* _EXERCISE SET_:
• a. In the article on the state of R&B, what share of the artists selected for Apple's Up Next program have been R&B singers?
• b. Write a continuation of the article on the state of R&B, starting after its final sentence.

* _DOCUMENT EXTRACT_:
In this instance, purist ethos is safeguarding the genre, but it’s necessary to abandon old R&B conventions and become more inclusive for it to thrive in the future. Not many of the R&B artists bred in the blog or streaming eras are cut from a traditional mold. Even singers who are classically R&B, like H.E.R., occasionally reveal influences from other genres. R&B has changed. It’s become a bit of a sponge that absorbs adjacent genres like hip-hop, pop, electronic, alternative, and indie. 

The identity of R&B and mislabeling aren’t the only issues holding the genre back, though. There are opportunities to strengthen parts of the ecosystem that could potentially put an end to the “R&B is dead” whispers. 

The R&B audience is currently fragmented. A big part of the base consists of traditionalists and alternative listeners who aren’t aligned on the definition of R&B. But it’s crucial to unite all fans, artists, and influencers of the genre under one umbrella to show the full scope and strength of R&B. 

The genre was in desperate need of new outlets when talk of its death originally gained steam. And its resurgence over the past five years coincides with the rise of a powerful new medium: streaming. Playlists like Spotify’s Are&Be, curated by Mjeema Pickett, and Apple Music’s R&B Now, curated by Alaysia Sierra, have arguably become the two most important destinations for the genre. Sierra is also part of a selection committee for Up Next, Apple’s emerging artist program. To date, 25% of the artists selected have been R&B singers.  

There’s never been a better time to amplify Black voices, and what better way to do so than to make sure a Black genre is appreciated for its full worth.

Swizz Beatz and Timbaland’s Verzuz battle series has also become a thriving home for R&B. The series has featured Erykah Badu, Jill Scott, Brandy, Monica, John Legend, Alicia Keys, Babyface, Teddy Riley, Patti LaBelle, and Gladys Knight, to name a few. To date, the R&B matchups have been the most popular Verzuz showdowns, with the battles always resulting in an increase in catalog streams for the participants.

* _DATA TO EXAMINE_:
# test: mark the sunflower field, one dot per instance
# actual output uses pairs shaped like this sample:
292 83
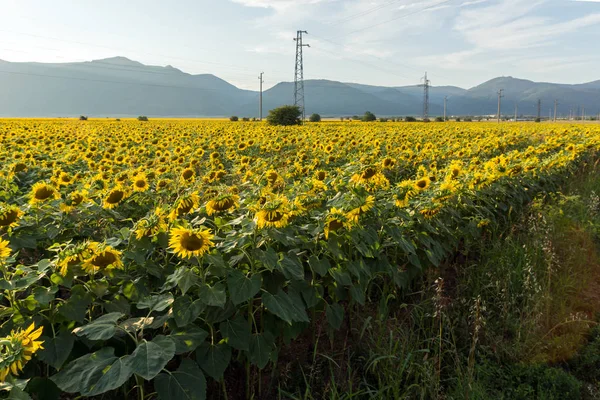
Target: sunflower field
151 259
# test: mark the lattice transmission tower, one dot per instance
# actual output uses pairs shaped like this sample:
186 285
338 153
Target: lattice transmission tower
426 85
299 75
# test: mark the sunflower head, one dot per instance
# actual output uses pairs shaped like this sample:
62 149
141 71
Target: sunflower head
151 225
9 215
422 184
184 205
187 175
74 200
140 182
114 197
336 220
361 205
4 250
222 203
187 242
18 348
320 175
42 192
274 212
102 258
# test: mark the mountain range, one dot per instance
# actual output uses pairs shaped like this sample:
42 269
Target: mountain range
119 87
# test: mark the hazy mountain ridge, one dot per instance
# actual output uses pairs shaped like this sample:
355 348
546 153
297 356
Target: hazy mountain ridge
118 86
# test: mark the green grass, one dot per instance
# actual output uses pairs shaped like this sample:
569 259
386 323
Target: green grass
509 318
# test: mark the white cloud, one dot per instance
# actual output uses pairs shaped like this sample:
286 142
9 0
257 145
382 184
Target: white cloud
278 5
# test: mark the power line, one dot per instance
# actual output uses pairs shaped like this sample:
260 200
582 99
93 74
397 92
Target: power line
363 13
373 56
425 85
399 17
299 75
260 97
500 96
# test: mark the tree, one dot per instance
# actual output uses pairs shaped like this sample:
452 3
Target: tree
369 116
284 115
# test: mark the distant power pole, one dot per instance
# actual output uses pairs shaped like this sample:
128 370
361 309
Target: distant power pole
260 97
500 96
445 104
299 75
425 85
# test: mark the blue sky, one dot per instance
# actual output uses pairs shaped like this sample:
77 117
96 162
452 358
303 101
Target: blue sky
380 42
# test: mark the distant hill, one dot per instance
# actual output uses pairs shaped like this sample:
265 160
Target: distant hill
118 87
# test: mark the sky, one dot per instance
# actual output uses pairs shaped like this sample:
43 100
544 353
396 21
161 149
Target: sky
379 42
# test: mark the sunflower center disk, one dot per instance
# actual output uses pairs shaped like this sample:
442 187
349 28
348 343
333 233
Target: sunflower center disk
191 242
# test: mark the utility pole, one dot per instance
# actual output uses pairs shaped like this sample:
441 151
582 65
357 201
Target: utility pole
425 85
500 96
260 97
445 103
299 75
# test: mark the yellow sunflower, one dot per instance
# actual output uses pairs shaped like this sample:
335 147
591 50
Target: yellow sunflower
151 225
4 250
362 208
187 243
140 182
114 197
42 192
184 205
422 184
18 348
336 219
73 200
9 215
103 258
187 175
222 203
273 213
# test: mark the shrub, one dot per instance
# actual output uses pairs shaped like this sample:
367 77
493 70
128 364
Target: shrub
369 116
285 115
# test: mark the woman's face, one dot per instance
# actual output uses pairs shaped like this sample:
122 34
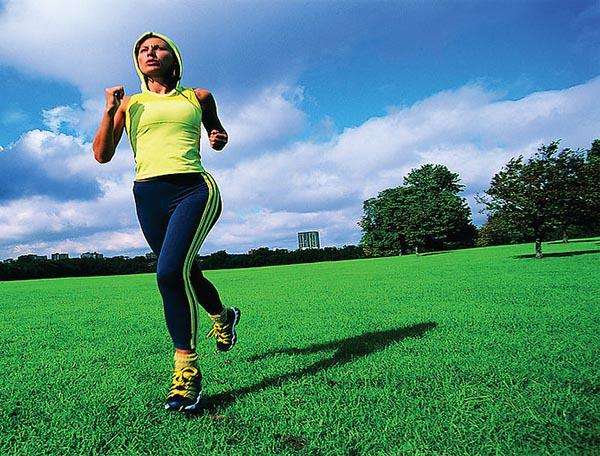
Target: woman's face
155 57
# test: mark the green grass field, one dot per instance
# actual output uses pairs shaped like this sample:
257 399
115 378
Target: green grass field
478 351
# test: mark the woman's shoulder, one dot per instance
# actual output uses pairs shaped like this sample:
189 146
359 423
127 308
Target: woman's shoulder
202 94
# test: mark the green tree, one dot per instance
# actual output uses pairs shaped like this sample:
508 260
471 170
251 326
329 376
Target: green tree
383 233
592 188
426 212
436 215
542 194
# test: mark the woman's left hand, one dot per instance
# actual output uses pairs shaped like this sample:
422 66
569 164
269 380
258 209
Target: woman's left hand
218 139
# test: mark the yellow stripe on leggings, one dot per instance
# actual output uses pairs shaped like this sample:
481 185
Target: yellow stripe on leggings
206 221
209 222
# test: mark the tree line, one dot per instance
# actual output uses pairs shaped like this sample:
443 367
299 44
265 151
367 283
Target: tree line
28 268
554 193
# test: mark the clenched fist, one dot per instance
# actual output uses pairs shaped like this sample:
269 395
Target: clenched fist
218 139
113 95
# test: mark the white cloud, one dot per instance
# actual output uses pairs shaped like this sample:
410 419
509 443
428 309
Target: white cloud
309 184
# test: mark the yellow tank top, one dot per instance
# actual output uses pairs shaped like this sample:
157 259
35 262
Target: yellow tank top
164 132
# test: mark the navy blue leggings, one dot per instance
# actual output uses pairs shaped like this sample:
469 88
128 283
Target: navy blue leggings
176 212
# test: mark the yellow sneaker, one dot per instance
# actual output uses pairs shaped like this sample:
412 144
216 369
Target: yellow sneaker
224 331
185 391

* * *

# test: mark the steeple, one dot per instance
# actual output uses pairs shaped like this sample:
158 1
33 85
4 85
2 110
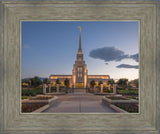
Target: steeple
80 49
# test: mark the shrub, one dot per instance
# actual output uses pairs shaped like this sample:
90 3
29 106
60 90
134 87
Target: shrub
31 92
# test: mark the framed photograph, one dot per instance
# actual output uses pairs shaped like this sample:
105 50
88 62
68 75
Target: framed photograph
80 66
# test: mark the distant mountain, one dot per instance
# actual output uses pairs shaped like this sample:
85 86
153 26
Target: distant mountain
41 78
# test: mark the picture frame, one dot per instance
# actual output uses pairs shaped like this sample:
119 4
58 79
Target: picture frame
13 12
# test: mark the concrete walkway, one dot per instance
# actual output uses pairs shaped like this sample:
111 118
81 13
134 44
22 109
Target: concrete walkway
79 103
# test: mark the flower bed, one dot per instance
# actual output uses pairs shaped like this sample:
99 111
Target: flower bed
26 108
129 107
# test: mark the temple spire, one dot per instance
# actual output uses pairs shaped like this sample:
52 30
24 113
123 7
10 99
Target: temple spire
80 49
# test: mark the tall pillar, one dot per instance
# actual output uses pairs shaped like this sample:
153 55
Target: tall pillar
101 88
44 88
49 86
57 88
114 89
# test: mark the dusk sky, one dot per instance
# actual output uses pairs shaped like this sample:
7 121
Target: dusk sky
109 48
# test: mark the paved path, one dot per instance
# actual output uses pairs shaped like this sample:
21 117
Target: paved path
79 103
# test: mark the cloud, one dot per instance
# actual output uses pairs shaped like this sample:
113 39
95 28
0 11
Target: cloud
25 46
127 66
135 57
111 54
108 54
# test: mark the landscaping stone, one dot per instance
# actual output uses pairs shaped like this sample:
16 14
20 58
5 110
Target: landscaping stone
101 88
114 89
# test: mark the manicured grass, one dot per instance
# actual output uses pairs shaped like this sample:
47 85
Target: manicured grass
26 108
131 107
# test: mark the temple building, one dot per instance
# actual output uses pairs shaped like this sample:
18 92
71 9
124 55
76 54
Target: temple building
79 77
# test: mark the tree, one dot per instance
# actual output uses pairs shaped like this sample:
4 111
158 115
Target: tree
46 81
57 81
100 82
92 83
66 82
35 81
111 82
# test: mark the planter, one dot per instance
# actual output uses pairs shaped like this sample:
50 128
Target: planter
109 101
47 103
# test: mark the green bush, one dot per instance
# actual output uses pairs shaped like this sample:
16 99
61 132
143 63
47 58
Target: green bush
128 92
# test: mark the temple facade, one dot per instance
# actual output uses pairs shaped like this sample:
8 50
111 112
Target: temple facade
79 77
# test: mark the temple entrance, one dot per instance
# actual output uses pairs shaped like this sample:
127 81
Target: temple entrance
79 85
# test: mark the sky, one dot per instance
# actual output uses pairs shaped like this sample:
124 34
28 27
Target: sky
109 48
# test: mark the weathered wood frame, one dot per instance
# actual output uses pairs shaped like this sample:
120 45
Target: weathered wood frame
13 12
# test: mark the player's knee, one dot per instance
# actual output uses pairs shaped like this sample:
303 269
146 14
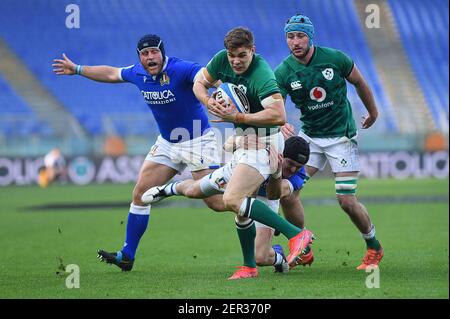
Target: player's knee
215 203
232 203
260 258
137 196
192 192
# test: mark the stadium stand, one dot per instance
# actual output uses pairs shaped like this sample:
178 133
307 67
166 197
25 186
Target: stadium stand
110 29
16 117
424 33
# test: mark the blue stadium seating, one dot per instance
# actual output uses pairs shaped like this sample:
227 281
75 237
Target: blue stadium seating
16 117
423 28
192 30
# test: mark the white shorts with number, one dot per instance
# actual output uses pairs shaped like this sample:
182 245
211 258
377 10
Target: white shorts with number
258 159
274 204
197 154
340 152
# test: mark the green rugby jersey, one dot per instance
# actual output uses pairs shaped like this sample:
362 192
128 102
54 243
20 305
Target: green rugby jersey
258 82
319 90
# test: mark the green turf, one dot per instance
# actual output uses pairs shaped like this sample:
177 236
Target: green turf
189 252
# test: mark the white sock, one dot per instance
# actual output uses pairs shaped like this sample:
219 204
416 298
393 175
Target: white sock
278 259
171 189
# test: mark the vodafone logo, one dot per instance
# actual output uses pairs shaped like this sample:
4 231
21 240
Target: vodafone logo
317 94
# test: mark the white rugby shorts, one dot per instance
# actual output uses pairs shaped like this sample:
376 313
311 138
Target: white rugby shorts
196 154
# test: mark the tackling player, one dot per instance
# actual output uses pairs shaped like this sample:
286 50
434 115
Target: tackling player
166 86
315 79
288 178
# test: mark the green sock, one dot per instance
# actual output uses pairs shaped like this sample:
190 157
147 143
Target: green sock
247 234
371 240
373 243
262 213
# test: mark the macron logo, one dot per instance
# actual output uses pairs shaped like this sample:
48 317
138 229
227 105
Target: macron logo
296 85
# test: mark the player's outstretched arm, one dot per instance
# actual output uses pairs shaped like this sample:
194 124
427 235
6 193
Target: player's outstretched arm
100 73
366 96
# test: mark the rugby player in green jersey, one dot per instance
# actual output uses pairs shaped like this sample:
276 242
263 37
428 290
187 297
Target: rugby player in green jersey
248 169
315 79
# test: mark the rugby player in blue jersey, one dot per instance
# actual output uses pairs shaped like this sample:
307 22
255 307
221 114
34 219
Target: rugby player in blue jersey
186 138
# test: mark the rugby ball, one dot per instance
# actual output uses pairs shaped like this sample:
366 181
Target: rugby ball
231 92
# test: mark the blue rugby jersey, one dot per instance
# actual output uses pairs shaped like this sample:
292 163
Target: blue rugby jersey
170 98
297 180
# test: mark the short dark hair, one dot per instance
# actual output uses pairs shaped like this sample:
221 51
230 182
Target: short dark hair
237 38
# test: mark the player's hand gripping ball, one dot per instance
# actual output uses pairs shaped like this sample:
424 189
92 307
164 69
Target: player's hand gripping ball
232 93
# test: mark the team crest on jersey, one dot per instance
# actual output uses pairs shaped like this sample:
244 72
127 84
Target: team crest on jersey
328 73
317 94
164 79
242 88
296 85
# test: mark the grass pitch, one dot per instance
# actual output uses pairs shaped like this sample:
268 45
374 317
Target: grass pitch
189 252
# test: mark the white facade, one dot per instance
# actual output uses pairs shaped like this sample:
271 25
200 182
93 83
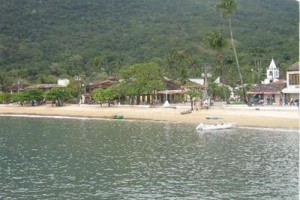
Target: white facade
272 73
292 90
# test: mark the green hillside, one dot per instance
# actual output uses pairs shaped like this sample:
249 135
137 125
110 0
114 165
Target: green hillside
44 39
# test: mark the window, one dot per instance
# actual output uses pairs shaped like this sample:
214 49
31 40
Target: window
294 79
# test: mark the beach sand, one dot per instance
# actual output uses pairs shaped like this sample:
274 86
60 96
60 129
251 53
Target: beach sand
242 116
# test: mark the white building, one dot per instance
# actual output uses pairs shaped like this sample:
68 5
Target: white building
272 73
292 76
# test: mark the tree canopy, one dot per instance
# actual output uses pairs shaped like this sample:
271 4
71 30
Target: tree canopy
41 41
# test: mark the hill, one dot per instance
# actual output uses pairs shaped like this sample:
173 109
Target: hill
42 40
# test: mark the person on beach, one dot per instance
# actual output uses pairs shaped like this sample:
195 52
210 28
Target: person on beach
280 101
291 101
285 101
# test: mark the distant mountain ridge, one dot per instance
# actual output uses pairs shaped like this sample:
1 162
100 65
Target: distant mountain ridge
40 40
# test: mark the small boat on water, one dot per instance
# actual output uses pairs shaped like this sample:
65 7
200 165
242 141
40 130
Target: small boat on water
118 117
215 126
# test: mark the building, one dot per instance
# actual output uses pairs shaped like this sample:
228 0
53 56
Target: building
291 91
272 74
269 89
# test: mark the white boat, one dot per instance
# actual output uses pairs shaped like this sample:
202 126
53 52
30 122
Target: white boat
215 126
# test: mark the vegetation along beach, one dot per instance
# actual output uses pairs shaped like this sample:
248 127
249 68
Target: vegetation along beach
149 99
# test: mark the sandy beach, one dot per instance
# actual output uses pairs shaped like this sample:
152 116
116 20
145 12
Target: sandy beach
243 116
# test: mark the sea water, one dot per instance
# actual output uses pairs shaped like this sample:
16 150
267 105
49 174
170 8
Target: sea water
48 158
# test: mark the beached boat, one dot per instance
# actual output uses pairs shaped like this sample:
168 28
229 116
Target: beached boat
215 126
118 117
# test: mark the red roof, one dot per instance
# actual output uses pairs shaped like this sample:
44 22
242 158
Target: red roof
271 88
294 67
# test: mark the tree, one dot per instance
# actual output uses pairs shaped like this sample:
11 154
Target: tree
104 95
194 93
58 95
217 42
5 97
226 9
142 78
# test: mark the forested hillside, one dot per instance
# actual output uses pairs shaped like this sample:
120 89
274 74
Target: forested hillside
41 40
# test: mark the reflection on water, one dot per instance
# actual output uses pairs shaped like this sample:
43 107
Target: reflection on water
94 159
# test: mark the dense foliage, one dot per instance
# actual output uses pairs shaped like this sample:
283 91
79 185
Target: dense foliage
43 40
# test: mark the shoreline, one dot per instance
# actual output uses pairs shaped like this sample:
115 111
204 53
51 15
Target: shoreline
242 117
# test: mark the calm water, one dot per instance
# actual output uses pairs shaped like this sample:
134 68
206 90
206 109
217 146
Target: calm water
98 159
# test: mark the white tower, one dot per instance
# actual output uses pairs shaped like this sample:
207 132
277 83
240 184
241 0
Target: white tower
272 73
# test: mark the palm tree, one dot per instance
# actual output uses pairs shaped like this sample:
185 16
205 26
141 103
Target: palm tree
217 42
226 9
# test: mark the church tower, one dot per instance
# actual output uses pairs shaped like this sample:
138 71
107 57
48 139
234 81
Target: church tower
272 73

* * *

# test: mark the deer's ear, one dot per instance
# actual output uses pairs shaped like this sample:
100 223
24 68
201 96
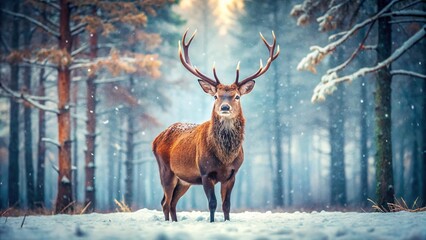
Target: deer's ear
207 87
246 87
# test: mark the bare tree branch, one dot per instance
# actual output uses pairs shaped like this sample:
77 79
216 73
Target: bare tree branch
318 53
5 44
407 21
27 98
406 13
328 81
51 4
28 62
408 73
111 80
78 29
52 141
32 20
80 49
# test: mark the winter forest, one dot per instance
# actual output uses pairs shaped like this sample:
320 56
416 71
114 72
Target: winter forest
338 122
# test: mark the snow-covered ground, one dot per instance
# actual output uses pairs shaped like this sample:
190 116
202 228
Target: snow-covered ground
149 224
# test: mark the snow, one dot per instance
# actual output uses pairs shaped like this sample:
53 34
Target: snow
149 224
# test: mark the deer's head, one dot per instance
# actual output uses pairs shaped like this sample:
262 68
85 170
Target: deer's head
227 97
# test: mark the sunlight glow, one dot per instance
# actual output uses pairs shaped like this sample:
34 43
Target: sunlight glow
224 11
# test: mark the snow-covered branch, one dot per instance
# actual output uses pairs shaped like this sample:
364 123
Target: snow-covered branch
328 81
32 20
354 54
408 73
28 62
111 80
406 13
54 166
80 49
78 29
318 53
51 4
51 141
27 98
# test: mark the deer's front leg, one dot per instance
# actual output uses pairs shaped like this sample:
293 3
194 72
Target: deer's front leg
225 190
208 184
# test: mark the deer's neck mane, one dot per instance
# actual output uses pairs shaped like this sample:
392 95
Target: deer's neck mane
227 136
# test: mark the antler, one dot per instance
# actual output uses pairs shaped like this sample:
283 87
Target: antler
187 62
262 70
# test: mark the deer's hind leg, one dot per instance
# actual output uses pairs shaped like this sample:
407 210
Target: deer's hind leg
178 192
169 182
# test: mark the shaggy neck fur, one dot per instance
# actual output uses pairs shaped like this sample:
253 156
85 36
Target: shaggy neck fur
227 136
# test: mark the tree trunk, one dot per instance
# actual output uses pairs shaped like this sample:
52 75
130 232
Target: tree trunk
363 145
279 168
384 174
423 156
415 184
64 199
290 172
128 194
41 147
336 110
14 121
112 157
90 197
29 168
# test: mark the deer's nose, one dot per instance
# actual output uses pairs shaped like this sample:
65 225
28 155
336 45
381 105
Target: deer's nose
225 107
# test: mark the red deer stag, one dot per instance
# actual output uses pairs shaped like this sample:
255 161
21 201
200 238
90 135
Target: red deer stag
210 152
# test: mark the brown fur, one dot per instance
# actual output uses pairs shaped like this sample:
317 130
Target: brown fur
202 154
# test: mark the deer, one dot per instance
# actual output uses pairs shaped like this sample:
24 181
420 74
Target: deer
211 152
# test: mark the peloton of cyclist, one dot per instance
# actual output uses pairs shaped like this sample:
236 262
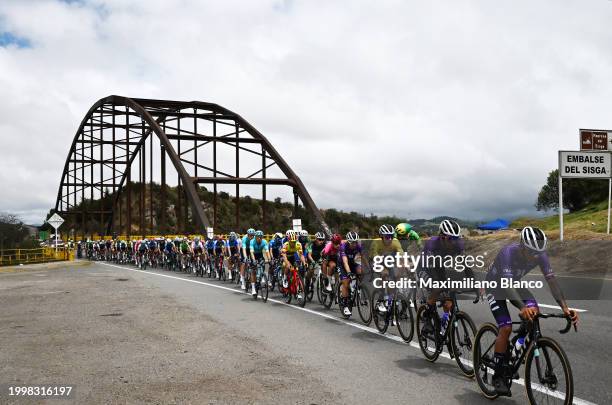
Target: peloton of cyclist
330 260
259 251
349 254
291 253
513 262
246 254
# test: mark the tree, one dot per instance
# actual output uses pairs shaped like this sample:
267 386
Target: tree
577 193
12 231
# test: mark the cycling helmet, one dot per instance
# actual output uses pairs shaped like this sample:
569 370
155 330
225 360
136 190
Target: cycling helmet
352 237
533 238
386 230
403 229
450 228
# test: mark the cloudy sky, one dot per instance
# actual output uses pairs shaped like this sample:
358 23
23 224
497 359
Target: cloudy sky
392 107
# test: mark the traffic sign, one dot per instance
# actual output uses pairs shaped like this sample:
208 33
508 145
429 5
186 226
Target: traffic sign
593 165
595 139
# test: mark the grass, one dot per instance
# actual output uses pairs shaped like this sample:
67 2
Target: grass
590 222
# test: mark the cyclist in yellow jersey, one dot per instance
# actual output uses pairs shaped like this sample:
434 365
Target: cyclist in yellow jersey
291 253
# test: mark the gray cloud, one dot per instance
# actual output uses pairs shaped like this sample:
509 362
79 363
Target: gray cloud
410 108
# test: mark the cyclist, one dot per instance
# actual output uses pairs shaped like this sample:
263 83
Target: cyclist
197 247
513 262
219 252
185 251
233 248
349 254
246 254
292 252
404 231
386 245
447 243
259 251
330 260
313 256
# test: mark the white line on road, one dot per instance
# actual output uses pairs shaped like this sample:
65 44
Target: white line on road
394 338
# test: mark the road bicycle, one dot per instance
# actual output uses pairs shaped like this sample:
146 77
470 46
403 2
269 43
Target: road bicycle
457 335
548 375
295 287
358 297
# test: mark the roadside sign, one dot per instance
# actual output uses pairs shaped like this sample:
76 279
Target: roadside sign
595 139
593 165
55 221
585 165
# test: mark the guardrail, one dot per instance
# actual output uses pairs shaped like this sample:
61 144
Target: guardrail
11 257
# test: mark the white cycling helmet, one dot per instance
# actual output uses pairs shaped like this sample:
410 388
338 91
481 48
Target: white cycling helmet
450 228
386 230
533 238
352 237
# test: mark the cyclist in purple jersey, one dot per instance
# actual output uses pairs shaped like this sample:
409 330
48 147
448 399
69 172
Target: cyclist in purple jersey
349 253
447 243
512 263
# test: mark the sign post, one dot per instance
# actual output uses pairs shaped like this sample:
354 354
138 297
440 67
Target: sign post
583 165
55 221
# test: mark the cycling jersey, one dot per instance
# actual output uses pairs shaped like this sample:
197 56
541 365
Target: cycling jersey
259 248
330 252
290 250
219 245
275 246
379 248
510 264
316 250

* _SOLVED TASKS_:
• a. 25%

• b.
There’s still a need for more champions and platforms, though. Mainstream publications may write about R&B stars, but the genre generally isn’t prioritized. Kaash Paige’s “Love Songs” and Foushee’s “Deep End” exploded on TikTok, but the app isn’t exactly a driver of R&B discovery. At least for now. We need more specialty outlets. 

Ariana Grande and Justin Bieber’s recent attempt at R&B music is also a testament to the genre’s influence. There’s no reason R&B artists shouldn’t get comparable budgets or support from their record labels, especially at a time when Black music is so dominant. 

We have to take control of the narrative, and the responsibility falls on everyone who cares to push R&B forward. Still, labeling may be the most crucial piece of the puzzle. As long as R&B is submitted under other genres, the “R&B is dead narrative” will persist.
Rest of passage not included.